To do - Count the lines of the material below that contain the string "positive". Reply with the number alone.

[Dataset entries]
━━━━━━━━━━━━━━━━━━━━━━━━━━━━━━
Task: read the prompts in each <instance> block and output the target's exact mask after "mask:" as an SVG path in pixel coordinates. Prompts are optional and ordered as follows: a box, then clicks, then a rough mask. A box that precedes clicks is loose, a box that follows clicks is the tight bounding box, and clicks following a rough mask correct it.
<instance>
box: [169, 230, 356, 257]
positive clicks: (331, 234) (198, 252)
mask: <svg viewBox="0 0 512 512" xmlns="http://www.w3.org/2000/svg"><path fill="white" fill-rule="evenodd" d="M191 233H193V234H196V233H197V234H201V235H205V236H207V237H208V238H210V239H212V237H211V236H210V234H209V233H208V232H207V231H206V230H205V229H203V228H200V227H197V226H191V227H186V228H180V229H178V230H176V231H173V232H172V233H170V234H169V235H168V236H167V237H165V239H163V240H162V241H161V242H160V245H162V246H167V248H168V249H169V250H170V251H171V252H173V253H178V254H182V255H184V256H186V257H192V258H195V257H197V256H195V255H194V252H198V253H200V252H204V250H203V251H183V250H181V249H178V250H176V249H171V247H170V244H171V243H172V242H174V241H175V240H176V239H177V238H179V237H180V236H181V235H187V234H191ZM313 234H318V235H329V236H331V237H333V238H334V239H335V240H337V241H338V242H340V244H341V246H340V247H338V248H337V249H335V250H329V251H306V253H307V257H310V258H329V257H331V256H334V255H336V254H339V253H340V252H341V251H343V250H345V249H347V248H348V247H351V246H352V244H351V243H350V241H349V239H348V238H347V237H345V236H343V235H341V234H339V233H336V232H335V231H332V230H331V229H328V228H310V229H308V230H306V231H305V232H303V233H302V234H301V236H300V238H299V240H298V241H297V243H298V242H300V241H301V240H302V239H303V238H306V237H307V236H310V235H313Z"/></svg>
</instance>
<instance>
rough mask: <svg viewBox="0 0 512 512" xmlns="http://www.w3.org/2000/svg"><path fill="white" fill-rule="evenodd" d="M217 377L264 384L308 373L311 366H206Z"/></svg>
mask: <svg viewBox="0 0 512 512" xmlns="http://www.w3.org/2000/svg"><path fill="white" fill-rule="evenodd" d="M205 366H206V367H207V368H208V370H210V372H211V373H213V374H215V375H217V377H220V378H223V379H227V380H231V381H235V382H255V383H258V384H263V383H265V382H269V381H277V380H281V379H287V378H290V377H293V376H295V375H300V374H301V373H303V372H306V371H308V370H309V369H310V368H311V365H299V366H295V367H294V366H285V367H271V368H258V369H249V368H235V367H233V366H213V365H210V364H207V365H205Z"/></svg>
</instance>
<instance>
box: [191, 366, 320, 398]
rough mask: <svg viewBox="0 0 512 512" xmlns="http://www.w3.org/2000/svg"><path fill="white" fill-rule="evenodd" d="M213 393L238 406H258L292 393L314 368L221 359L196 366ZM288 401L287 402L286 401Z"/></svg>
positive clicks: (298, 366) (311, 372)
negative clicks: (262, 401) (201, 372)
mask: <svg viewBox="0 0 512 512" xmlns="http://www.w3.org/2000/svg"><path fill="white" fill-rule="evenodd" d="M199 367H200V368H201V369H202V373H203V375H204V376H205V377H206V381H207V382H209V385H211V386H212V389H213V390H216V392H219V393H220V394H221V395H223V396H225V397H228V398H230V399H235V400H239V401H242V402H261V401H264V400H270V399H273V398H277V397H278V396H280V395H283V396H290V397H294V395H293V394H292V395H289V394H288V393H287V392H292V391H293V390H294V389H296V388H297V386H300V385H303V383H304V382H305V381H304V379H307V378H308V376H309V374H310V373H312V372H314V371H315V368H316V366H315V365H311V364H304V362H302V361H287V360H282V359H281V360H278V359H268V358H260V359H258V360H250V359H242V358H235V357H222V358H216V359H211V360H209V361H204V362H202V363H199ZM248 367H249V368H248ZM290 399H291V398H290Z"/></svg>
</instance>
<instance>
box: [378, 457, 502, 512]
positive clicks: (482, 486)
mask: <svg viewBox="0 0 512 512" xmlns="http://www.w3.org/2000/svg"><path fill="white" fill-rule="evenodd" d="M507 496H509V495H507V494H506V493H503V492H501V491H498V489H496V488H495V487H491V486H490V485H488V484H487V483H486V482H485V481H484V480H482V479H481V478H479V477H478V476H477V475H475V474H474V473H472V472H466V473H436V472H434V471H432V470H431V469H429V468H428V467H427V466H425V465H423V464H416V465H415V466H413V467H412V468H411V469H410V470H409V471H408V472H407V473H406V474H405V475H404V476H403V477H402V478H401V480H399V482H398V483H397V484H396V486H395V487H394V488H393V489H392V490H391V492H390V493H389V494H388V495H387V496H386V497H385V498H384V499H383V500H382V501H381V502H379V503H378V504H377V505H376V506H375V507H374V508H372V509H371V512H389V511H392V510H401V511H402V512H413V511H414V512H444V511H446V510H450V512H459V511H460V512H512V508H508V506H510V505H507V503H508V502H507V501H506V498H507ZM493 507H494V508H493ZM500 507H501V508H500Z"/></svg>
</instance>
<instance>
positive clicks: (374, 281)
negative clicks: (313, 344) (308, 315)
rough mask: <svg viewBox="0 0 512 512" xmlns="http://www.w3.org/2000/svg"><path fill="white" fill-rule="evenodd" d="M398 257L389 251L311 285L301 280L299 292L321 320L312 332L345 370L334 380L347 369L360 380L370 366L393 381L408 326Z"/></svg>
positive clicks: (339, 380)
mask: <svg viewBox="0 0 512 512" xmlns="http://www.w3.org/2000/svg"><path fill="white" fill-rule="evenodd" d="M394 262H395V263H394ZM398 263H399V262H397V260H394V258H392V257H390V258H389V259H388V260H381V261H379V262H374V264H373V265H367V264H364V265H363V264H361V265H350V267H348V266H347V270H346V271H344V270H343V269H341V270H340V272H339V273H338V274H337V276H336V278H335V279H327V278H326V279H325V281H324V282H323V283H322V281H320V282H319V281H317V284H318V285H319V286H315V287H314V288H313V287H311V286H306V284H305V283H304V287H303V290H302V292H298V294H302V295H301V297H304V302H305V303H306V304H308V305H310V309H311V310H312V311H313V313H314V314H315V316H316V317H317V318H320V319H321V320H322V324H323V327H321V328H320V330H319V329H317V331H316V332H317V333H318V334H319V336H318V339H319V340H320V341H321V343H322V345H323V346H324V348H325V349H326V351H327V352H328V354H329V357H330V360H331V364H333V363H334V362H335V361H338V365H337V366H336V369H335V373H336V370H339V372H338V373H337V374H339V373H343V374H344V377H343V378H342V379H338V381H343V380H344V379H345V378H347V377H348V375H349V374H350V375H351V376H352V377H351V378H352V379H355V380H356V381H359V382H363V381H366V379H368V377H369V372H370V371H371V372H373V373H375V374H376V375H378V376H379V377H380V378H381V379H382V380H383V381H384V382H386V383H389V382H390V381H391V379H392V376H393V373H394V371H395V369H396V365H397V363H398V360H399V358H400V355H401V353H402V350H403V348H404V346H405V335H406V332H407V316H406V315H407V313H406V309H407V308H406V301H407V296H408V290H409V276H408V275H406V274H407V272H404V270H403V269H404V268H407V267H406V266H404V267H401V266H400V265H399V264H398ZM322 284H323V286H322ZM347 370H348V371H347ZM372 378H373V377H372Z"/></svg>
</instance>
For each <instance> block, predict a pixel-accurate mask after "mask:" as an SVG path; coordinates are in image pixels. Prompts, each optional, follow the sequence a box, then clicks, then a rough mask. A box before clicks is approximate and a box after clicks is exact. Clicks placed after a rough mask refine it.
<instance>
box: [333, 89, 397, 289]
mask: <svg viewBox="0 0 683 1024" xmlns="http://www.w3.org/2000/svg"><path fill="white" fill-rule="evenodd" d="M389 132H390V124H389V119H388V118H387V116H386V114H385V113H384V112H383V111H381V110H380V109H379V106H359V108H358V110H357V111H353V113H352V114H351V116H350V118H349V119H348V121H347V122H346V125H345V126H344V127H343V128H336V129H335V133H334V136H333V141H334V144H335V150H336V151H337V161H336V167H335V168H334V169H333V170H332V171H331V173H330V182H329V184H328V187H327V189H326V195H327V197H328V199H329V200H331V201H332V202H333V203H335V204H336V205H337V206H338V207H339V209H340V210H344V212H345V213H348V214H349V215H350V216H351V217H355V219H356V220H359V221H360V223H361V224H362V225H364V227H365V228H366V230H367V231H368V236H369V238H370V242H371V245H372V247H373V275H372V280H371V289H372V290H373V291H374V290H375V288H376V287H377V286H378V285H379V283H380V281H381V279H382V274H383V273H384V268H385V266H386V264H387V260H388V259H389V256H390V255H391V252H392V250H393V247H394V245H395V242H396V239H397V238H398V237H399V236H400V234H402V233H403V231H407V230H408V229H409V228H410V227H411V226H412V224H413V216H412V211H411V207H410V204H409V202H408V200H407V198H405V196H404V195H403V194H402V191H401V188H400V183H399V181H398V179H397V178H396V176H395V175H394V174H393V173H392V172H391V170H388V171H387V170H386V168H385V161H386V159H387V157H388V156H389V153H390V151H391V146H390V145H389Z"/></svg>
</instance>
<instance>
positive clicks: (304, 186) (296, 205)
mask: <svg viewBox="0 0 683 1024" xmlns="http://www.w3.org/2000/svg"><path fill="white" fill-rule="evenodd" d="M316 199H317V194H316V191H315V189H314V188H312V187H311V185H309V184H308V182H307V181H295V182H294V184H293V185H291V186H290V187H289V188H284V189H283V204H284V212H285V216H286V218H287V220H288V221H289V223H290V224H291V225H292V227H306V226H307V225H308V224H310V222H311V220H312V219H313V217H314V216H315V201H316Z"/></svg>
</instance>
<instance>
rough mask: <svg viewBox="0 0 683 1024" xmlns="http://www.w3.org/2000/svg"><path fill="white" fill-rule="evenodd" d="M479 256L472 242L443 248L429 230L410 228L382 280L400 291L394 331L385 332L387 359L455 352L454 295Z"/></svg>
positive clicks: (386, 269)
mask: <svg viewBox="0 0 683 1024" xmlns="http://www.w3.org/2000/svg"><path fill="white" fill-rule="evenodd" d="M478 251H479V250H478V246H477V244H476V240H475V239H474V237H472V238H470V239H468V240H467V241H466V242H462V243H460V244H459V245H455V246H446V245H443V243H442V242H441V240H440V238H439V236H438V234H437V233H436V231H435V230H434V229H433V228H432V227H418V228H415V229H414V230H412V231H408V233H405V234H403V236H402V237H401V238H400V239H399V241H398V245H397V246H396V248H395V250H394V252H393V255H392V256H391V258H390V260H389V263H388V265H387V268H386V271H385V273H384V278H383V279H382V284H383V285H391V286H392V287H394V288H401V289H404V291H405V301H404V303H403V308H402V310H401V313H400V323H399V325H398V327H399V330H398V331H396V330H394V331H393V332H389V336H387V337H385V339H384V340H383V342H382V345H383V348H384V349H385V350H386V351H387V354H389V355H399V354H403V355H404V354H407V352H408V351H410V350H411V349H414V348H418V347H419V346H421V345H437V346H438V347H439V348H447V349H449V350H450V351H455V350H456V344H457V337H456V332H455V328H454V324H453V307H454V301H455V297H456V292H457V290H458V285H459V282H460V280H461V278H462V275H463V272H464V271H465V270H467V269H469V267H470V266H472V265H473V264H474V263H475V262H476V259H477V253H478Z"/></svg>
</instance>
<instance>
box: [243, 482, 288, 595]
━━━━━━━━━━━━━━━━━━━━━━━━━━━━━━
Answer section - 7